=== What is being asked ===
State, as a number alone, how many lines of the entries contain the word "back".

Top of Entries supplied

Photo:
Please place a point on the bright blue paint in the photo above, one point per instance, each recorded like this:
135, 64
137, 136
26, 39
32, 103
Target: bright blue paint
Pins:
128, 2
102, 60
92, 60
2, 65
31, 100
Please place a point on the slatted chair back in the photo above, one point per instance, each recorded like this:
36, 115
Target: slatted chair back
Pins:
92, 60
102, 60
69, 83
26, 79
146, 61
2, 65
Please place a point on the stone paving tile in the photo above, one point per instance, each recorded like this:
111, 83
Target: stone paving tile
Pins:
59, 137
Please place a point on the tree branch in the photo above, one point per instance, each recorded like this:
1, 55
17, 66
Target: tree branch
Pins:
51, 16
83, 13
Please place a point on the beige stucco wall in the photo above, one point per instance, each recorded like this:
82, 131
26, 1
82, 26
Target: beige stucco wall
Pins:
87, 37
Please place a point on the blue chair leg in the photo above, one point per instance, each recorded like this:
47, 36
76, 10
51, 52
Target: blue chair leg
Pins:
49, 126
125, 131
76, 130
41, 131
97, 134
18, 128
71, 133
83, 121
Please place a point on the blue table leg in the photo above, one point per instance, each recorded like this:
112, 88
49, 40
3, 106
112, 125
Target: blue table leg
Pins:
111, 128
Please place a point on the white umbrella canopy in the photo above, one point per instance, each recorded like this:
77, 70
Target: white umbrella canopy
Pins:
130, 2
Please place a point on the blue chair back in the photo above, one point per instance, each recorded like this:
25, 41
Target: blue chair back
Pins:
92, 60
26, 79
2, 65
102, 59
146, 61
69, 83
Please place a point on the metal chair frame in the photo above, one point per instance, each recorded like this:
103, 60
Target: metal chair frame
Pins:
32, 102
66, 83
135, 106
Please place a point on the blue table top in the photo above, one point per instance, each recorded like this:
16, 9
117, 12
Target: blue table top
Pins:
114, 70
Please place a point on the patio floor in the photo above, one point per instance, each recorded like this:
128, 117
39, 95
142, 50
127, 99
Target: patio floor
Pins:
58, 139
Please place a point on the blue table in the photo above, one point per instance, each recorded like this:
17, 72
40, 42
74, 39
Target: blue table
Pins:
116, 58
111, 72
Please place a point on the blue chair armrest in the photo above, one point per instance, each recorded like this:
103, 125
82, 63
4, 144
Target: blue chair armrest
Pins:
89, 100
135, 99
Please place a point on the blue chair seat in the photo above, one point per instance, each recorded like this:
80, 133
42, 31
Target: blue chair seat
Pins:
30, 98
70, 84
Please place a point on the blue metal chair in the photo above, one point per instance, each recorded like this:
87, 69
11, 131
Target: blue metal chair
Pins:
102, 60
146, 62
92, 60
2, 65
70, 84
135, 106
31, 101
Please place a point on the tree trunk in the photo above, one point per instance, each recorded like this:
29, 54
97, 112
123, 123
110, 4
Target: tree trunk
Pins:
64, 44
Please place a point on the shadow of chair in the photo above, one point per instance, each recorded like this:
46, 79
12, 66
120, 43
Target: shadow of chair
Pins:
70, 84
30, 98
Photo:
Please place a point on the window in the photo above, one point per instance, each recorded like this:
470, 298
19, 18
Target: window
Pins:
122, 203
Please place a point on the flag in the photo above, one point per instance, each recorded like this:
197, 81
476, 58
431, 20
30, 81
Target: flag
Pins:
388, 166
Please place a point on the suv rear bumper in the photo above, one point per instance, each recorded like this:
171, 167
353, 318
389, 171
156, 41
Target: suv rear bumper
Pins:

Bottom of Entries supplied

=== Written solution ===
4